→ **EXTRACTED MATERIAL**:
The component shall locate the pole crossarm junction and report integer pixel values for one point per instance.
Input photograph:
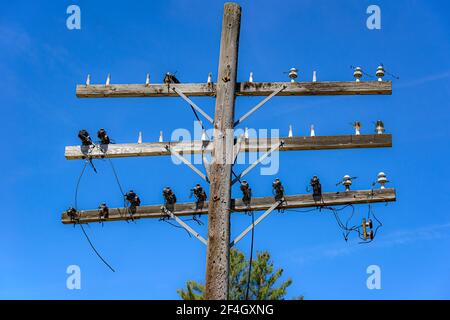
(257, 204)
(193, 105)
(186, 162)
(185, 226)
(254, 164)
(257, 221)
(299, 143)
(242, 89)
(259, 105)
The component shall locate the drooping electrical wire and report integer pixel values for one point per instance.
(251, 257)
(81, 225)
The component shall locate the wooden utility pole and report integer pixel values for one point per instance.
(218, 251)
(224, 150)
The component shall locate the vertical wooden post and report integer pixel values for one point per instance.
(218, 252)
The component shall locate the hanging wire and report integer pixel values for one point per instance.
(81, 225)
(117, 177)
(95, 250)
(78, 185)
(251, 256)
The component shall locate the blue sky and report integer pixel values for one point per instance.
(41, 61)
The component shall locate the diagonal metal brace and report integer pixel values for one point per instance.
(259, 105)
(185, 226)
(254, 164)
(192, 104)
(186, 162)
(250, 227)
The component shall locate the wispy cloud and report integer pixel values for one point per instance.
(397, 238)
(424, 80)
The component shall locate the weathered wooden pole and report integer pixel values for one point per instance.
(218, 252)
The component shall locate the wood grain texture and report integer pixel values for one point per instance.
(218, 249)
(258, 204)
(242, 89)
(252, 145)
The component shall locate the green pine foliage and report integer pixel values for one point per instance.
(265, 283)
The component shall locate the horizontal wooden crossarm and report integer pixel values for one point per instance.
(250, 145)
(242, 89)
(257, 204)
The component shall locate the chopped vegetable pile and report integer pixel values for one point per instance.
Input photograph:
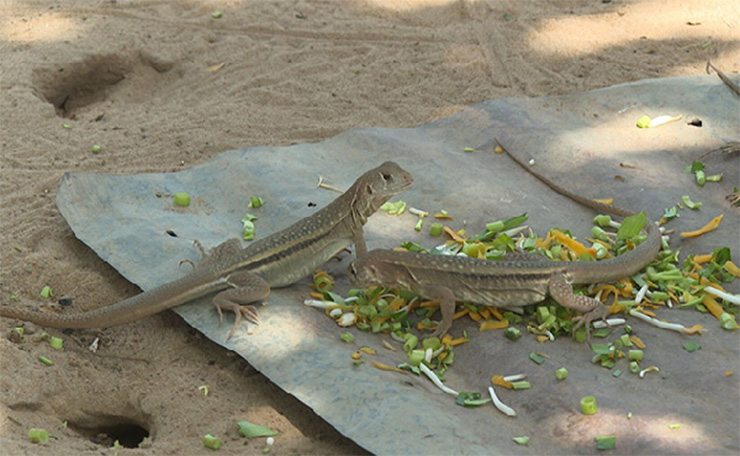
(404, 315)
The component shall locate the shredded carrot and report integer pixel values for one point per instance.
(493, 324)
(638, 342)
(455, 237)
(573, 245)
(713, 306)
(498, 380)
(496, 314)
(616, 308)
(461, 313)
(706, 282)
(732, 268)
(382, 366)
(701, 259)
(712, 225)
(477, 251)
(696, 329)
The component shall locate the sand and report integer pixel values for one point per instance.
(161, 86)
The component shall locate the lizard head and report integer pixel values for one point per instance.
(378, 185)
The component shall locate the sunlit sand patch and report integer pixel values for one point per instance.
(45, 27)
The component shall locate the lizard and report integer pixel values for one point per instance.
(241, 276)
(525, 279)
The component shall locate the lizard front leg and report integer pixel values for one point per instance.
(562, 292)
(446, 305)
(247, 288)
(359, 240)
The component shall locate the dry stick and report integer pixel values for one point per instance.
(723, 77)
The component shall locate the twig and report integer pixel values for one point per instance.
(723, 77)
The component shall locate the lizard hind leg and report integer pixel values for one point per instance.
(562, 291)
(247, 288)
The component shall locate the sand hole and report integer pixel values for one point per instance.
(111, 429)
(74, 85)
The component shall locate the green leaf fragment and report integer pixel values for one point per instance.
(56, 343)
(539, 359)
(512, 333)
(631, 226)
(714, 178)
(608, 442)
(690, 204)
(249, 430)
(211, 442)
(470, 399)
(671, 213)
(523, 440)
(588, 405)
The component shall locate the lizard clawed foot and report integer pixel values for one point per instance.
(441, 329)
(250, 312)
(599, 313)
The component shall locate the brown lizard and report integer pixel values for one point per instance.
(241, 276)
(526, 279)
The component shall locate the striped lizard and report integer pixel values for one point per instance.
(518, 280)
(241, 276)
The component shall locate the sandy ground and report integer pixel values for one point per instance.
(161, 85)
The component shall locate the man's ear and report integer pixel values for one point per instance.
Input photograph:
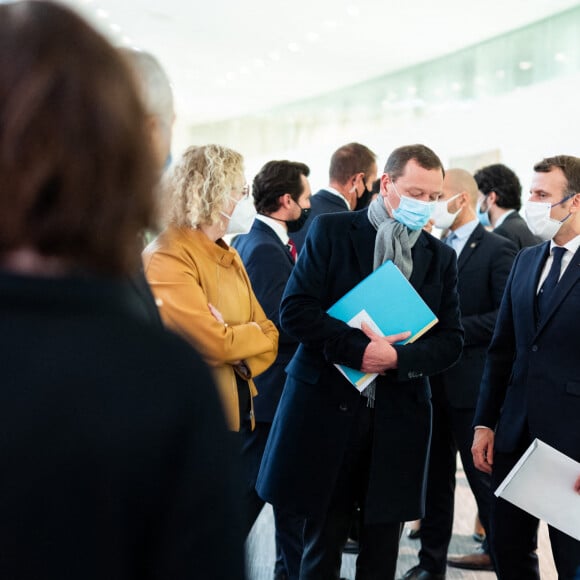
(285, 200)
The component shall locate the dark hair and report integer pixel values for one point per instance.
(398, 159)
(503, 181)
(569, 165)
(275, 179)
(75, 163)
(350, 159)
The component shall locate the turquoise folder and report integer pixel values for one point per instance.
(391, 303)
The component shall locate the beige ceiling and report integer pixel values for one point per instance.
(227, 58)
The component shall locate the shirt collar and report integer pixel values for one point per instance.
(572, 246)
(278, 228)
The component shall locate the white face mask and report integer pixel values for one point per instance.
(242, 217)
(537, 216)
(441, 216)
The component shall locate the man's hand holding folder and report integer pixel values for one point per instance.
(380, 355)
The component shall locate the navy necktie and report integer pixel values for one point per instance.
(550, 282)
(292, 249)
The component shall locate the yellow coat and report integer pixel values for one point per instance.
(186, 271)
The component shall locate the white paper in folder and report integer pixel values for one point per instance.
(542, 484)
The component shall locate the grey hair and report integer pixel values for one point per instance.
(153, 84)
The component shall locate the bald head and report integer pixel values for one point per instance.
(458, 181)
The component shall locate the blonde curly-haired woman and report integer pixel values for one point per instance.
(202, 289)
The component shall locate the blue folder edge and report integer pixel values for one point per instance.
(392, 304)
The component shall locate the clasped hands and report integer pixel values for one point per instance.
(379, 355)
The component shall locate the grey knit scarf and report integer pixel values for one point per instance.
(393, 242)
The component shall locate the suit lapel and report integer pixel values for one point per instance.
(568, 280)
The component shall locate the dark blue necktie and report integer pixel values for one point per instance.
(549, 284)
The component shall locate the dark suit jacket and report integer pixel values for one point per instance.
(269, 265)
(515, 228)
(115, 458)
(308, 437)
(483, 269)
(321, 202)
(531, 379)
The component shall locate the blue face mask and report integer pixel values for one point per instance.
(482, 216)
(412, 213)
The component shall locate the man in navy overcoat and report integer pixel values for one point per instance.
(331, 447)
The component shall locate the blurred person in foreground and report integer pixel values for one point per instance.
(157, 98)
(203, 290)
(531, 381)
(114, 451)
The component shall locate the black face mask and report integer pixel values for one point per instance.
(364, 200)
(295, 225)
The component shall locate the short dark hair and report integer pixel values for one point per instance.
(275, 179)
(350, 159)
(569, 165)
(398, 159)
(503, 181)
(76, 164)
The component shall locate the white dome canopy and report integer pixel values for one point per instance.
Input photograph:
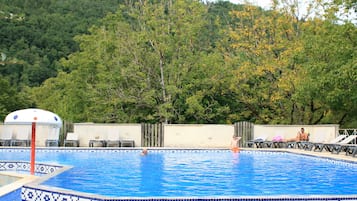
(27, 116)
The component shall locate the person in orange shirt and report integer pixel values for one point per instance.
(234, 144)
(301, 136)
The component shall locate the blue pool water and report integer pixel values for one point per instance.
(181, 173)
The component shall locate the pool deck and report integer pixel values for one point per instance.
(25, 179)
(324, 154)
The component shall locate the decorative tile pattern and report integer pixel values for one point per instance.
(20, 166)
(35, 192)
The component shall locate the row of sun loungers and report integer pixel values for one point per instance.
(342, 143)
(72, 140)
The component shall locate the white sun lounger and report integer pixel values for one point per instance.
(319, 146)
(341, 146)
(71, 139)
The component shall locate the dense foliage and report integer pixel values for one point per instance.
(178, 62)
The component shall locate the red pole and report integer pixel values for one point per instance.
(33, 139)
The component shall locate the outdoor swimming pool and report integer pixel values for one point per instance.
(194, 173)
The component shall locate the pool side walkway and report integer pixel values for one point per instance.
(25, 179)
(325, 154)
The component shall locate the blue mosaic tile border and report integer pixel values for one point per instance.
(20, 166)
(41, 193)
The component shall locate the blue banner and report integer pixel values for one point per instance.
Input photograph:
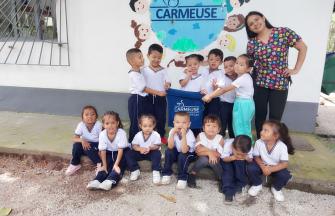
(190, 102)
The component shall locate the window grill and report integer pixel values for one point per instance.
(34, 32)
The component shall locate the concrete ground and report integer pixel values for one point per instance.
(51, 133)
(33, 187)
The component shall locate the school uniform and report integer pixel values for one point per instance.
(157, 104)
(154, 156)
(226, 107)
(244, 107)
(271, 157)
(203, 161)
(111, 147)
(137, 102)
(213, 107)
(234, 176)
(91, 136)
(176, 155)
(193, 85)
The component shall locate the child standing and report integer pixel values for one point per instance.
(192, 80)
(112, 144)
(156, 78)
(227, 99)
(244, 107)
(138, 102)
(86, 139)
(271, 158)
(145, 146)
(208, 148)
(211, 76)
(236, 153)
(181, 143)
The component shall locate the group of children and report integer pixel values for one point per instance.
(228, 95)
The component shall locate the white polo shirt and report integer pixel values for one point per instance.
(190, 140)
(194, 84)
(244, 86)
(228, 96)
(213, 144)
(273, 156)
(209, 77)
(153, 139)
(90, 136)
(120, 141)
(155, 79)
(228, 149)
(137, 83)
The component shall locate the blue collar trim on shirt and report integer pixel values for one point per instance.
(147, 137)
(271, 150)
(161, 68)
(193, 78)
(91, 128)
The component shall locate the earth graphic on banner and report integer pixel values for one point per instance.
(187, 25)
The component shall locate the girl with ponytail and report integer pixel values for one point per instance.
(271, 158)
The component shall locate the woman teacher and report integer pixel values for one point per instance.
(269, 46)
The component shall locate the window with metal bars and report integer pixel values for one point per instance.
(34, 32)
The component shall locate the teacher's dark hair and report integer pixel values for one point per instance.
(250, 33)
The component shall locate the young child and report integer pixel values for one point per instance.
(244, 107)
(145, 146)
(156, 78)
(271, 158)
(181, 144)
(86, 139)
(227, 99)
(209, 147)
(112, 144)
(211, 76)
(236, 153)
(192, 80)
(138, 102)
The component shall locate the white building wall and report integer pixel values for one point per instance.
(100, 33)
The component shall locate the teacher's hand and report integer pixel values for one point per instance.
(206, 98)
(290, 72)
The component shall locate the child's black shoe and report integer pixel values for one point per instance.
(228, 198)
(220, 187)
(191, 181)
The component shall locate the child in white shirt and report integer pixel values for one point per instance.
(86, 139)
(244, 107)
(209, 148)
(181, 145)
(236, 155)
(112, 145)
(145, 146)
(271, 158)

→ **PROBLEM STATEMENT**:
Exactly as written, give the line containing "The component shall locate the group" and all remaining lines of the records.

→ **FULL SOLUTION**:
The component shall locate the group of children and report integer pixel values for one point per instance.
(228, 95)
The component shall locate the white polo shirt and report integer pixel values for one point per instance.
(190, 140)
(194, 84)
(244, 86)
(228, 96)
(213, 144)
(273, 156)
(209, 77)
(153, 139)
(90, 136)
(120, 141)
(155, 79)
(228, 149)
(137, 83)
The component shall locate the blue collar trim on shirt and report integer pixel values for one point per instance.
(147, 137)
(271, 150)
(161, 68)
(193, 78)
(91, 128)
The component shall locate the earth graphic on banner and report integer pixel values for one point per instance.
(187, 25)
The component shall locate the girl with ponytail and report integer pixel values for one point per instance.
(271, 158)
The component shall locate the woman teacher and report integer pixel values for one point per instance.
(269, 46)
The component shall locate the window with metal bars and report integer pixel values for one point per instance.
(34, 32)
The component shall locate the teacher's dark hair and report integer pixel values for one point per instance.
(250, 33)
The component shall locate the young child and report integer pixel values for one point per instance.
(244, 107)
(145, 146)
(156, 78)
(271, 158)
(181, 144)
(86, 139)
(227, 99)
(209, 147)
(112, 144)
(211, 76)
(236, 153)
(192, 80)
(138, 102)
The component shall locate the white building wall and report integer pixel values for one point per instance.
(100, 33)
The component shall locate the teacher's hand and report integer pixel values for one point per instance.
(206, 98)
(290, 72)
The component shall locate the child's black shoe and report integer pixel values for one point per instance.
(228, 198)
(220, 187)
(191, 181)
The component shall locate the child in white shirt and report integer pixel values for one point per instance.
(86, 139)
(244, 107)
(209, 148)
(181, 145)
(236, 155)
(112, 145)
(145, 146)
(271, 158)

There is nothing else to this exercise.